** start Material **

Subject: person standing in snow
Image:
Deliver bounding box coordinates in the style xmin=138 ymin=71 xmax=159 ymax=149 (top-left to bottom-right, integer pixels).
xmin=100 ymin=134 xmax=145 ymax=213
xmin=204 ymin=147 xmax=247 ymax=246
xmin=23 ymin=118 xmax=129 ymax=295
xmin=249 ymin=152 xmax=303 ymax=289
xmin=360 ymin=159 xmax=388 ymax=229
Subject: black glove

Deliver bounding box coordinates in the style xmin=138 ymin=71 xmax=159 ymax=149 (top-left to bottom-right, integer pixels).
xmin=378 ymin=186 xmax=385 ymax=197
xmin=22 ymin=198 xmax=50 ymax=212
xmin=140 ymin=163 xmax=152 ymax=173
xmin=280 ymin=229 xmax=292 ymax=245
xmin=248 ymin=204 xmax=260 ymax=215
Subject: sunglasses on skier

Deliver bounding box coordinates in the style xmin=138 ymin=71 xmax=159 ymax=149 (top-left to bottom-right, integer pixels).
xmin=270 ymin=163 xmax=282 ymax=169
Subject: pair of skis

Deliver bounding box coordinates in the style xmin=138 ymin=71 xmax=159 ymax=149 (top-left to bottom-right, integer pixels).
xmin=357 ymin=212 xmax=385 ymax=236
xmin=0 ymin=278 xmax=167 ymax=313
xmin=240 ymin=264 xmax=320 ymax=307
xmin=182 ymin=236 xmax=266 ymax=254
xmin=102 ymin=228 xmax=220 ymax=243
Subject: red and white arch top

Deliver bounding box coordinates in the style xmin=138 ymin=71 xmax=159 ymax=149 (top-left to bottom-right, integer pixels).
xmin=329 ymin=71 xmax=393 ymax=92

** end Material **

Problem requirements: Your task is to extract the lines running from the one with "Subject: black glove" to the end of the material, inclusive, copying each exactly and adding nothing.

Exercise result:
Subject: black glove

Deliver bounding box coordinates in the style xmin=138 ymin=71 xmax=159 ymax=149 (top-left to bottom-right, integer pixels).
xmin=378 ymin=186 xmax=385 ymax=197
xmin=22 ymin=198 xmax=50 ymax=212
xmin=140 ymin=163 xmax=152 ymax=173
xmin=280 ymin=229 xmax=292 ymax=245
xmin=248 ymin=204 xmax=260 ymax=215
Subject: sunglasses on skier

Deliver bounding box coordinates in the style xmin=138 ymin=71 xmax=159 ymax=149 (top-left to bottom-right, integer pixels).
xmin=270 ymin=163 xmax=282 ymax=169
Subject: pair of skis

Deliver bounding box coordinates in the style xmin=138 ymin=71 xmax=159 ymax=149 (top-left to bottom-right, integer pixels).
xmin=357 ymin=212 xmax=385 ymax=236
xmin=0 ymin=278 xmax=167 ymax=313
xmin=240 ymin=264 xmax=320 ymax=307
xmin=182 ymin=236 xmax=266 ymax=254
xmin=102 ymin=228 xmax=220 ymax=243
Subject: red and white arch top

Deliver bounding box coordinates in the style xmin=138 ymin=71 xmax=159 ymax=149 (top-left to bottom-right, integer pixels).
xmin=329 ymin=71 xmax=393 ymax=92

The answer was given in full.